Tally the lines in the listing below that contain the word "juicer", treating case as significant, and give only the number.
##### SUPPLIED RECORDS #####
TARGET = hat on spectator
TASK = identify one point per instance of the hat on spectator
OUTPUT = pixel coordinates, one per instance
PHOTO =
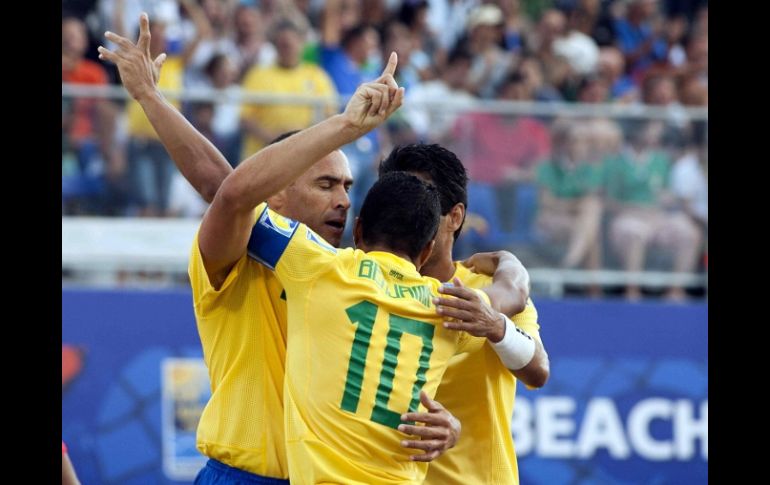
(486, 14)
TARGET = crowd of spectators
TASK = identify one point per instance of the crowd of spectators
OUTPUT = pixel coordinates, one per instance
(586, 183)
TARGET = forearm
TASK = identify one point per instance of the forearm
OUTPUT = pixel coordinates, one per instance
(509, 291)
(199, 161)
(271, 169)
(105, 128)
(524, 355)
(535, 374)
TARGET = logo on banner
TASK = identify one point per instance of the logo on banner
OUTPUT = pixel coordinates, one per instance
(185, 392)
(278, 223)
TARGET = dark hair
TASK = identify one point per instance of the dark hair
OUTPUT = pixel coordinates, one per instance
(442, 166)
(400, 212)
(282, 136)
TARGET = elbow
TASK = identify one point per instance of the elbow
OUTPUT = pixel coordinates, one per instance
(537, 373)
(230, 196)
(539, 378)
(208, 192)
#####
##### SUPPLIED RECORDS #####
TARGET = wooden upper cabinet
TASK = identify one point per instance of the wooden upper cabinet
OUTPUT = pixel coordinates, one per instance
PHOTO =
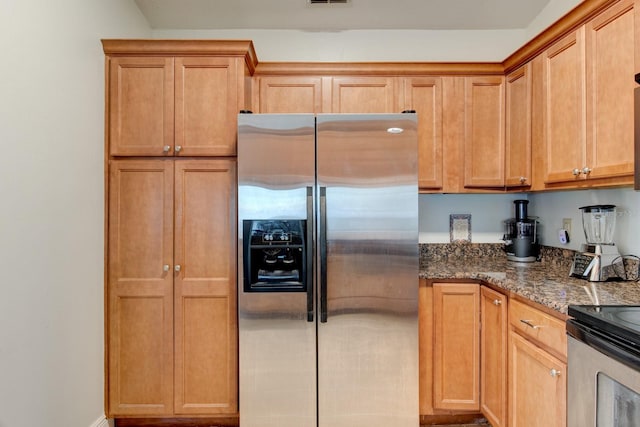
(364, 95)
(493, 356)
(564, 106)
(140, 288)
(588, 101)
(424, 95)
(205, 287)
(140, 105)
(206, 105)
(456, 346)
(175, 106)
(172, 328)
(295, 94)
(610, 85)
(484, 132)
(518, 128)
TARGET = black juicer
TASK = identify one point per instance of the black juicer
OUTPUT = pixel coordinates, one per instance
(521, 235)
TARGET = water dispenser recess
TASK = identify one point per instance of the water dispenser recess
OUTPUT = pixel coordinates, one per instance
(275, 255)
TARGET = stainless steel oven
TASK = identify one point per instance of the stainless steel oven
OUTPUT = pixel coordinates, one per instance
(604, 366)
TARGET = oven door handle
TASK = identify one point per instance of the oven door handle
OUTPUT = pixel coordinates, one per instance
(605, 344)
#####
##### SUPPLIED RECORDS #####
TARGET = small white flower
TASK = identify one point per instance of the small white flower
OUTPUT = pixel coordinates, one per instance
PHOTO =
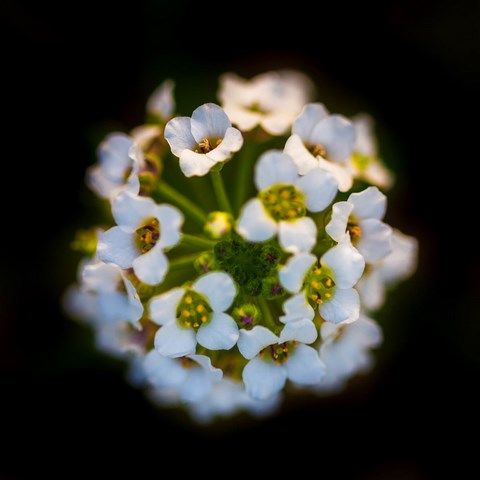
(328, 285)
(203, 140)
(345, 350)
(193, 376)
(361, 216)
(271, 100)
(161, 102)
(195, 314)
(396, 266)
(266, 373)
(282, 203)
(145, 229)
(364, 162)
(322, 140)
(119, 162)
#####
- RESULT OF THIS TASK: 2